WHAT YOU SHOULD DO:
Write out every entry precisely as given, leaving the pictures out.

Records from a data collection
···
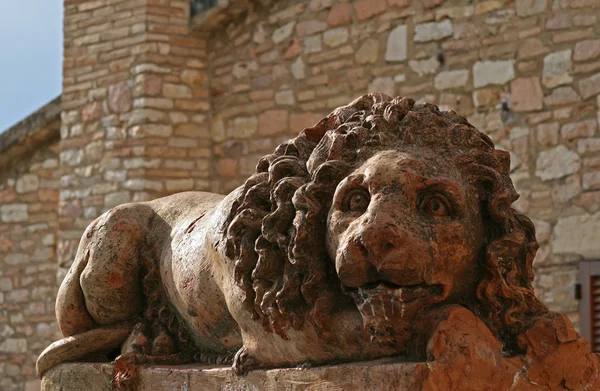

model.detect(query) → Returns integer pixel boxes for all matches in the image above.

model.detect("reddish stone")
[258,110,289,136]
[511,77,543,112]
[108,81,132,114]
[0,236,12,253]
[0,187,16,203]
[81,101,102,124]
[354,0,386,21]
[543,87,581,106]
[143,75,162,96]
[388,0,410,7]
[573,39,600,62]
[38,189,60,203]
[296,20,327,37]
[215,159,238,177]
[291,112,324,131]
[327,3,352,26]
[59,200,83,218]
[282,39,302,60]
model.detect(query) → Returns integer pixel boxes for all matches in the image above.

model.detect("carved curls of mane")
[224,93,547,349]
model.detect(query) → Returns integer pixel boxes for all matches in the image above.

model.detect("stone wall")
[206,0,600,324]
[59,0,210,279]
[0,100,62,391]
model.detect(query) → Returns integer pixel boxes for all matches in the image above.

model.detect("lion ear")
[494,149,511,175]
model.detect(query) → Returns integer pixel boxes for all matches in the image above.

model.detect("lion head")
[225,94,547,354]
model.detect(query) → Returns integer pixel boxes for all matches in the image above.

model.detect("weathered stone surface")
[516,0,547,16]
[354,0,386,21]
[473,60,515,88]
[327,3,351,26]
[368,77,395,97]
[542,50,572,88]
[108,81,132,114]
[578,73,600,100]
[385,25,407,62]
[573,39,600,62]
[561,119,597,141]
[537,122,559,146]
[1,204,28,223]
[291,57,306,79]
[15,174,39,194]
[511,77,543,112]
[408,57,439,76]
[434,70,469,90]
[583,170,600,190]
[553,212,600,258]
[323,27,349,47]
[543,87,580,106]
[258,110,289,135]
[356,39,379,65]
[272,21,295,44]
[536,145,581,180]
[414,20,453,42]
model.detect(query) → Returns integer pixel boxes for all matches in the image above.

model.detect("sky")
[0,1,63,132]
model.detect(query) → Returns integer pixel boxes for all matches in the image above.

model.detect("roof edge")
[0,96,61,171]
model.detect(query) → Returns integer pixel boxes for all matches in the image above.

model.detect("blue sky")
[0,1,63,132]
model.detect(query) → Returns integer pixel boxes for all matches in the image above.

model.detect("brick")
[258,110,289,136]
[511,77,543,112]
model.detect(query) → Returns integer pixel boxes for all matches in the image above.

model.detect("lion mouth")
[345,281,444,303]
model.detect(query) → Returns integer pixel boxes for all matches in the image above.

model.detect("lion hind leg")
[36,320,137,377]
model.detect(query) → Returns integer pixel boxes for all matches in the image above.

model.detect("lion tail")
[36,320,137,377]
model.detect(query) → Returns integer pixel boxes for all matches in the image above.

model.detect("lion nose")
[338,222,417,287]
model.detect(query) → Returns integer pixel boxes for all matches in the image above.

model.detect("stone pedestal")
···
TASK OUTPUT:
model.detect(query) → Returns integer pixel boxes for all matches in the image above.

model.detect("reddish stone")
[258,110,289,136]
[511,77,543,112]
[108,81,132,114]
[0,236,12,253]
[0,187,16,203]
[81,101,102,124]
[354,0,386,21]
[543,87,581,106]
[143,75,162,96]
[388,0,410,7]
[573,39,600,62]
[38,189,60,203]
[296,20,327,37]
[215,159,238,177]
[291,112,324,131]
[327,3,352,26]
[59,200,83,218]
[282,39,302,60]
model.detect(query) → Returns integer pixel boxes for all matches in the image above.

model.detect("carved curls of mane")
[224,93,547,349]
model.detect(query) → Returns integer pixel boxes for all matches in the image above.

model.detect("stone wall")
[206,0,600,324]
[59,0,210,279]
[0,100,62,391]
model.detect(query) → Returns integer pixel boxes for all matches in the image above.

model.detect("lion ear")
[494,149,511,175]
model.detect(query) → Returns integer pixel boxes for all matches in the image above.

model.detect("lion head")
[225,94,547,354]
model.detect(query) → Returns integer pixel boxes for all matches in the image above.

model.detect("weathered stone surface")
[516,0,547,16]
[354,0,386,21]
[473,60,515,88]
[327,3,351,26]
[368,77,395,97]
[542,50,572,88]
[108,81,132,114]
[578,73,600,100]
[385,25,407,62]
[573,39,600,62]
[561,119,597,141]
[537,122,559,146]
[1,204,28,223]
[291,57,306,79]
[15,174,39,194]
[511,77,543,112]
[408,57,439,76]
[434,70,469,90]
[583,170,600,190]
[553,212,600,258]
[323,27,349,47]
[543,87,580,106]
[258,110,289,135]
[356,39,379,65]
[272,21,295,44]
[536,145,581,180]
[414,20,453,42]
model.detect(query) → Returns integer pixel boxes for all matches in the image above.

model.detect("sky")
[0,1,63,132]
model.detect(query) → Returns integer pixel boxes for all matches in the image above.

model.detect("roof edge")
[0,96,61,171]
model.detect(query) → Returns integer pixel boxes for all matches in the image above.

model.detect("blue sky")
[0,1,63,132]
model.detect(query) → Returns integer pixel boxes for all matches in the image above.

model.detect("brick")
[258,110,289,136]
[511,77,543,112]
model.detect(query) → Returns integer pixel boxes for all matches in the image above.

model.detect("lion mouth")
[345,281,444,303]
model.detect(query) → Returns integer pixel boxes for all matches in the image above.

model.detect("lion hind leg")
[36,320,137,377]
model.detect(query) → Returns integer pixel boxes for all matches in the image above.

model.detect("lion tail")
[36,320,137,377]
model.detect(query) → Returns integer pixel boxes for all matches in the image above.

model.detect("lion nose")
[338,222,417,287]
model.detect(query) → Returns integer pixel boxes for all matches in the image above.

model.detect("stone pedestal")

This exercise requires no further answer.